Dataset entries
-----
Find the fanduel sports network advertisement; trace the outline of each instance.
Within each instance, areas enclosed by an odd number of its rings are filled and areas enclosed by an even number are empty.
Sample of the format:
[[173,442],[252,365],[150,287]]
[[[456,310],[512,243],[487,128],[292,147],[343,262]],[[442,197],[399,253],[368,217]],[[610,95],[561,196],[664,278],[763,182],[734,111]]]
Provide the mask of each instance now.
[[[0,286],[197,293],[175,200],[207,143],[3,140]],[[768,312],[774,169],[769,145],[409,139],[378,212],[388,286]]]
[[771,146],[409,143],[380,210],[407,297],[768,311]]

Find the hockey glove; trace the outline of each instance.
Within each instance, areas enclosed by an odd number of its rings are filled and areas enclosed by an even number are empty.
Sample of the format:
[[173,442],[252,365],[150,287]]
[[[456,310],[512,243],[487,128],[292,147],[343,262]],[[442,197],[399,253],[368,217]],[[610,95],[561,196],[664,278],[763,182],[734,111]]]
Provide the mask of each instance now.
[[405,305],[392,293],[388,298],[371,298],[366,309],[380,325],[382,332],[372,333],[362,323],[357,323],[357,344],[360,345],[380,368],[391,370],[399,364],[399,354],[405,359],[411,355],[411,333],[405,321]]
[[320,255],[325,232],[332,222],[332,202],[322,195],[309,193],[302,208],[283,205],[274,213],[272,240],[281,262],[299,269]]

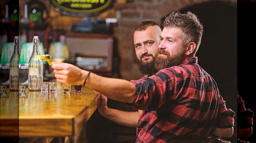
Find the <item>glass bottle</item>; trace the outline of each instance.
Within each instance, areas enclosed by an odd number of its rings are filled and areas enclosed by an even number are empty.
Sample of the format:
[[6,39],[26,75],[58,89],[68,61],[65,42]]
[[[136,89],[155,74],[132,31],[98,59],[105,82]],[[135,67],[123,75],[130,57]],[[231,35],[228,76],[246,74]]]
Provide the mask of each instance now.
[[14,50],[10,60],[9,87],[10,90],[19,90],[19,36],[14,38]]
[[43,78],[44,65],[43,60],[34,60],[35,56],[40,55],[39,44],[40,40],[38,36],[33,39],[33,49],[29,62],[29,90],[40,90],[40,83]]

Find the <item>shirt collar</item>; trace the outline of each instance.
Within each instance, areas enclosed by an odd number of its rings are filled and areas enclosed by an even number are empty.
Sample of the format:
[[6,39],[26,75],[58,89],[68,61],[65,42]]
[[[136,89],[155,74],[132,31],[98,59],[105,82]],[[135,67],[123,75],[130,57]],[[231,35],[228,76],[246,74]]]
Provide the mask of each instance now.
[[185,59],[182,62],[181,62],[181,65],[186,65],[187,64],[197,63],[197,57],[194,56],[193,57],[189,57]]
-----
* **What to work on**: Please reproduce all of the material above line for line, omitting the pictures.

* **Task answer**:
Find the fanduel sports network advertisement; trace the outline of each instance.
Within each instance, areas enclosed by an odd number of its rings are filled and areas enclosed by an even number are empty.
Sample of the format:
[[173,442],[252,365],[150,287]]
[[[456,310],[512,243],[487,128],[292,147],[343,262]],[[442,197],[399,253],[368,217]],[[610,95],[561,196],[664,278],[763,182],[734,111]]]
Provide the mask of each instance now.
[[[0,286],[197,293],[175,200],[207,143],[3,140]],[[768,312],[774,169],[769,145],[409,139],[378,212],[388,286]]]
[[771,146],[409,143],[380,210],[407,297],[768,311]]

Find the hockey glove; trace the outline of each instance.
Within each instance, areas enclosed by an odd number of its rings are filled and areas enclosed by an even number are empty.
Sample of the format:
[[173,442],[252,365],[150,287]]
[[[456,310],[512,243],[487,128],[292,147],[343,262]],[[442,197],[399,253],[368,217]],[[610,95],[561,196],[664,278],[763,182],[734,111]]]
Provide the mask of each instance now.
[[405,305],[392,293],[388,298],[371,298],[366,309],[380,325],[382,332],[372,333],[362,323],[357,323],[357,344],[360,345],[380,368],[391,370],[399,364],[399,354],[405,359],[411,355],[411,333],[405,321]]
[[320,255],[325,232],[332,222],[332,202],[322,195],[309,193],[302,208],[283,205],[274,213],[272,240],[281,262],[299,269]]

Find the <item>glass bottle</item>; trace the outline of each instance.
Within each instance, areas enclosed by an odd number of its rings are filled and areas enclosed by an even number are empty.
Sample of the format:
[[6,39],[26,75],[58,89],[68,61],[65,42]]
[[[136,89],[155,74],[132,31],[98,59],[105,82]],[[135,67],[123,75],[130,57]],[[231,35],[228,76],[246,74]]]
Provide the mask of each instance now.
[[14,50],[10,60],[9,87],[10,90],[19,90],[19,36],[14,38]]
[[43,78],[44,65],[43,60],[34,60],[35,56],[40,55],[39,44],[40,40],[38,36],[33,39],[33,49],[29,62],[29,90],[40,90],[40,83]]

Find the <item>shirt collar</item>; trace the outline of each instance.
Within each instance, areas enclosed by an odd number of its rings are filled and areas enclosed by an even number are empty.
Sample of the format:
[[6,39],[26,75],[58,89],[68,61],[65,42]]
[[[136,89],[155,74],[132,31],[98,59],[105,82]],[[135,67],[123,75],[130,57]],[[231,35],[228,76],[246,74]]]
Provide the mask of each instance now.
[[185,59],[182,62],[181,62],[181,65],[186,65],[187,64],[197,63],[197,57],[194,56],[193,57],[189,57]]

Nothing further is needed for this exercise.